§ **Given passage**:
────────────────────────────────────────

Except for a couple of big waves that shook the ship, we had the smoothest and fastest Drake crossing that most of the crew had ever experienced. We were on course to do our first Zodiac landing a day early – on Christmas Eve.

Crossing the final few miles of the Drake on Christmas Eve morning, we prepared for our afternoon landing by vacuuming clothes, bags and hats and disinfecting all walking boots and any equipment that we would take on land with us. Antarctica, although remote and extreme is vulnerable to invasive species inadvertently transported upon gear and clothing. We needed to make sure that we would leave it in exactly the same state that we found it in.

Boarding the Zodiac cruiser for the first time that afternoon, we landed on Turret Point in the South Shetlands. We came face to face with three species of penguin… Adelies, Gentoos and Chinstraps, a number of young elephant seals and countless giant Petrels soaring through the Southern skies. This was real – it was really happening. We celebrated the day with a wonderful dinner, Christmas caroling and a party in the Polar Bear Bar aboard the ship that evening.

Christmas Eve

There were a few of us on board who were particularly excited for Christmas Day – because weather permitting, later that evening, we would be setting up camp on Leith Island in Paradise Bay to spend a night under the stars.

The day was spent exploring Danco Island in the southern end of the Errera Channel and the Almirante Brown Base, an Argentine base used for scientific research purposes during the Summer. We also cruised around on the Zodiacs spotting many seals, penguins and beautifully formed icebergs that make you realise what a powerful force Mother Nature really is.

In front of Almirante Brown Base

A Weddell seal on an iceberg in front of the ship

Following a wonderful Christmas BBQ out on deck later that evening, the campers headed to Leith Island. We set up our tents and took in the views. It was then that a few of us decided to make the most of it and sleep outside… which was one of the best decisions I have ever made. How many people can say they have been to Antarctica, let alone camped?! Summer in Antarctica means nearly 24 hours of sunlight. Just after midnight, the sun dips only slightly, blessing us with an hour or so of twilight before it rises again. It was truly spectacular.

View from camp on Leith Island, Christmas night

Our campsite

Boxing Day morning we packed up our camping equipment and headed back to the boat by Zodiac.

We sailed through the Lemaire Channel and all of its breathtaking scenery. The beautiful snow capped mountains which lined the ship either side of us, towered more than 3000 feet high and a 1000 feet below. Afternoon Zodiac cruises around Petermann Island got us up close and personal with the most mind-blowing icebergs I could have ever imagined – nine tenths of which, are actually under the water's surface.

Iceberg near Petermann Island

The name of the tour, the Quest for the Antarctic Circle, is exactly that – a quest. The itinerary of the tour is not fixed because it is so heavily reliant on the weather and wildlife conditions. Ice conditions mean it might be impossible to cross certain channels, migration patterns mean some animals won’t be around.

────────────────────────────────────────

§ **Given information**:
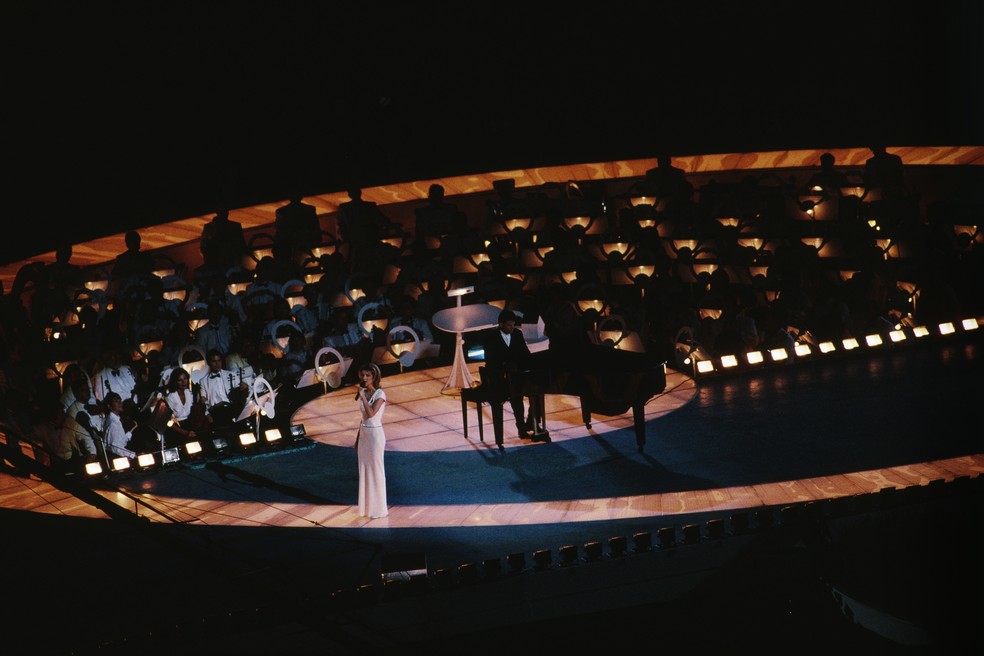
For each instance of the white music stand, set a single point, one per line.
(459, 320)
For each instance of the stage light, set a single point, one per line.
(617, 546)
(568, 555)
(592, 551)
(542, 559)
(778, 355)
(403, 566)
(467, 573)
(492, 567)
(739, 523)
(764, 519)
(666, 537)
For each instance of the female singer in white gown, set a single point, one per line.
(371, 444)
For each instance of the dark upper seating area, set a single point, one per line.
(725, 262)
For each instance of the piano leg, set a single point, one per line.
(639, 420)
(538, 413)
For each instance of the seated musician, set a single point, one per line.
(187, 409)
(223, 391)
(506, 358)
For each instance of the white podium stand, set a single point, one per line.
(459, 320)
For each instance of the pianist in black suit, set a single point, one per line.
(506, 358)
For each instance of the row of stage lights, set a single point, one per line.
(704, 367)
(246, 443)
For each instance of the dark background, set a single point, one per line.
(120, 115)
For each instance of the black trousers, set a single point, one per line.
(507, 387)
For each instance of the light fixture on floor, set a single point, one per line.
(715, 529)
(568, 555)
(403, 566)
(592, 551)
(666, 537)
(492, 567)
(467, 573)
(171, 456)
(120, 464)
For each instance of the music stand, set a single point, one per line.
(459, 320)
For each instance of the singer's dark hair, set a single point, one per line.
(374, 370)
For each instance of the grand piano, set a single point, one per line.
(606, 380)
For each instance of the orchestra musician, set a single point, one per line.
(187, 412)
(224, 392)
(507, 356)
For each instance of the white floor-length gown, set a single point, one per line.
(372, 474)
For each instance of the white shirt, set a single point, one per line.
(117, 438)
(215, 388)
(181, 409)
(122, 381)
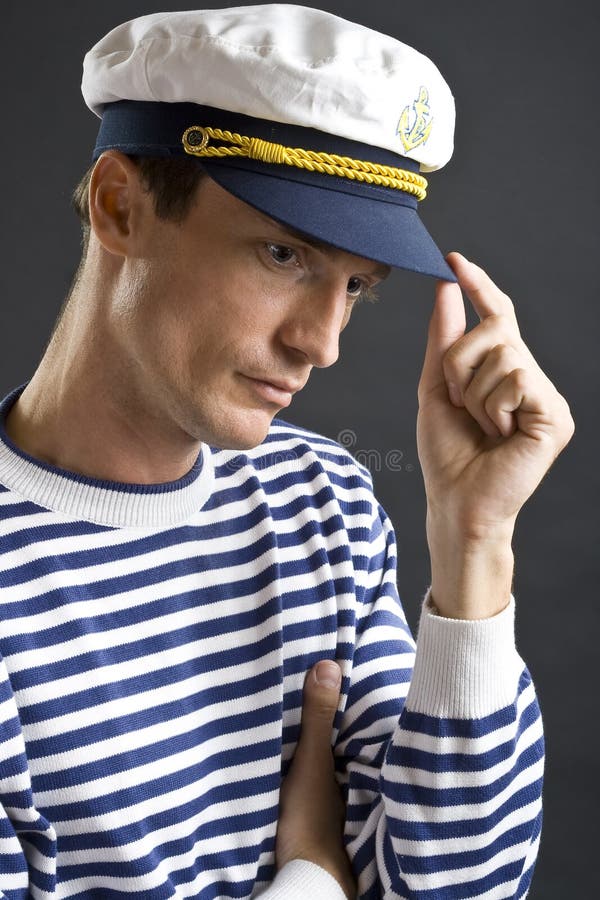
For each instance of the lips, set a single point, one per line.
(290, 387)
(273, 392)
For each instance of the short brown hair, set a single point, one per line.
(171, 181)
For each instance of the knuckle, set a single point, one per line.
(520, 378)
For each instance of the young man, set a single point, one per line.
(175, 559)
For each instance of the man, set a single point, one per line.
(175, 559)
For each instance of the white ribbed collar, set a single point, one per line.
(103, 502)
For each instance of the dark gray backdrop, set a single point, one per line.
(520, 197)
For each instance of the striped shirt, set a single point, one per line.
(153, 645)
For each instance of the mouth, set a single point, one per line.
(279, 392)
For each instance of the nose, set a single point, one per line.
(315, 322)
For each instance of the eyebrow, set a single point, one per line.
(382, 271)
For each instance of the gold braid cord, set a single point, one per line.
(195, 142)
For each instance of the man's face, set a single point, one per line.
(226, 303)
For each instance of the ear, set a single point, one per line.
(117, 203)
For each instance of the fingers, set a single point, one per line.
(446, 325)
(484, 294)
(320, 701)
(491, 393)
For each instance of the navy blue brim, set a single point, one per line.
(375, 222)
(385, 232)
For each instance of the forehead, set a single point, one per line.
(379, 269)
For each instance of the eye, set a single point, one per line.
(281, 254)
(356, 286)
(359, 289)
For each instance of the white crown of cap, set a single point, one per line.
(284, 63)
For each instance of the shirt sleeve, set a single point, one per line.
(440, 748)
(300, 879)
(27, 839)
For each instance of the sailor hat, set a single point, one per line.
(322, 124)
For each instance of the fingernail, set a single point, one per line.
(328, 674)
(455, 395)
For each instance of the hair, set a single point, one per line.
(172, 183)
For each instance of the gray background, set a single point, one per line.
(520, 197)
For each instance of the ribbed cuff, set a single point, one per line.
(464, 669)
(300, 879)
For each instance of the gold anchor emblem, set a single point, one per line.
(416, 132)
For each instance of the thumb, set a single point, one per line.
(446, 325)
(319, 705)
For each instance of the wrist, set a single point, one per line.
(470, 578)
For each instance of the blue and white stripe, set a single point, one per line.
(154, 642)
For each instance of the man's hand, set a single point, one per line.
(311, 810)
(490, 425)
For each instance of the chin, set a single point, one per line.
(242, 431)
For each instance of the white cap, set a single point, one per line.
(284, 63)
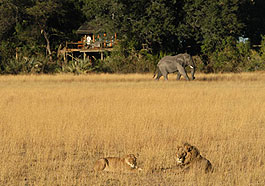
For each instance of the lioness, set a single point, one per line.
(189, 157)
(125, 164)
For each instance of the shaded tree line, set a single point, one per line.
(220, 33)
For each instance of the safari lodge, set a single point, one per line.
(93, 42)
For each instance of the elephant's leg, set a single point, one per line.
(179, 75)
(164, 72)
(182, 71)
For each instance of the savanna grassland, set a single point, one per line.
(53, 128)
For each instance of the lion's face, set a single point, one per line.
(181, 154)
(131, 160)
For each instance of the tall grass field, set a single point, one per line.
(53, 128)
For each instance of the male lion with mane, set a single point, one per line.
(126, 164)
(189, 157)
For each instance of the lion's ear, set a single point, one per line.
(188, 148)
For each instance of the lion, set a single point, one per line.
(189, 157)
(126, 164)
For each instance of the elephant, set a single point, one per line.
(177, 63)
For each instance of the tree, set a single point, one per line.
(207, 23)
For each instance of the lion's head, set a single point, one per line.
(186, 153)
(131, 160)
(181, 154)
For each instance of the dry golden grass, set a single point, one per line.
(53, 128)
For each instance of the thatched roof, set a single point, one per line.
(88, 28)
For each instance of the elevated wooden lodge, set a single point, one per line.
(92, 42)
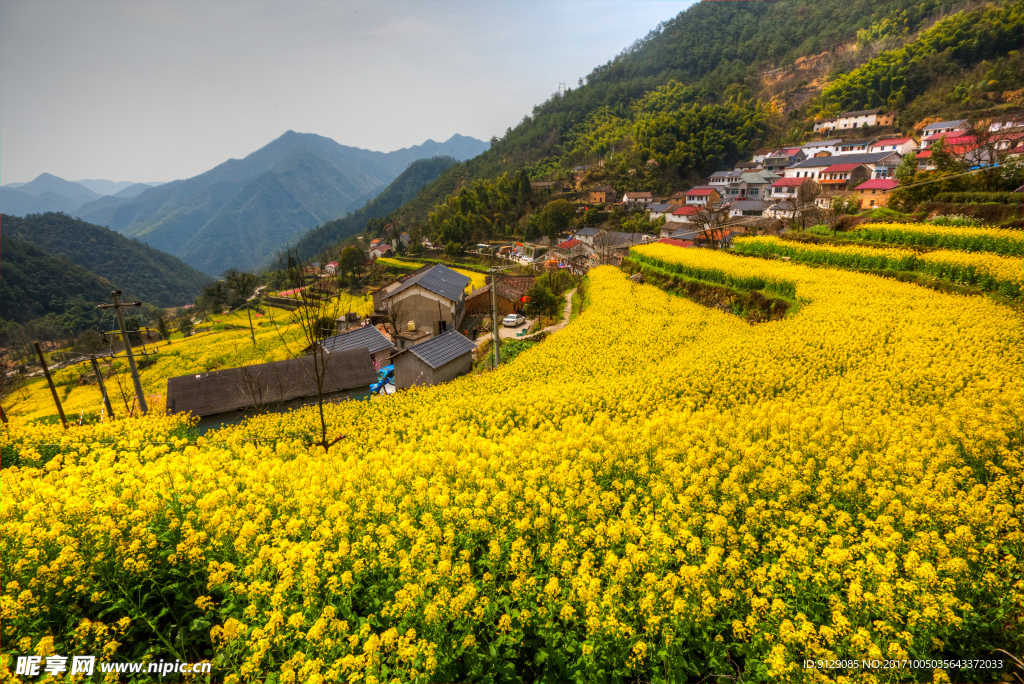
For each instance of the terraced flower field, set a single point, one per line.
(658, 492)
(222, 342)
(987, 271)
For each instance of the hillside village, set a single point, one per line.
(708, 370)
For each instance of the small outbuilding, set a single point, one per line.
(366, 336)
(439, 359)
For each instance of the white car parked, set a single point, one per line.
(513, 319)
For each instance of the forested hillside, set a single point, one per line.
(151, 274)
(243, 212)
(695, 95)
(401, 189)
(34, 284)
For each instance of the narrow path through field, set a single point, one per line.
(566, 312)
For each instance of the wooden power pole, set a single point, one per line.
(53, 390)
(494, 314)
(102, 388)
(131, 358)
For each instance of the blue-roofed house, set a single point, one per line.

────────────────────────────────────────

§ **Problem description**: Return, word for word, the part of the Antarctica travel account from "Boarding the Zodiac" up to and including "under the stars.".

§ **Answer to this exercise**:
Boarding the Zodiac cruiser for the first time that afternoon, we landed on Turret Point in the South Shetlands. We came face to face with three species of penguin… Adelies, Gentoos and Chinstraps, a number of young elephant seals and countless giant Petrels soaring through the Southern skies. This was real – it was really happening. We celebrated the day with a wonderful dinner, Christmas caroling and a party in the Polar Bear Bar aboard the ship that evening.

Christmas Eve

There were a few of us on board who were particularly excited for Christmas Day – because weather permitting, later that evening, we would be setting up camp on Leith Island in Paradise Bay to spend a night under the stars.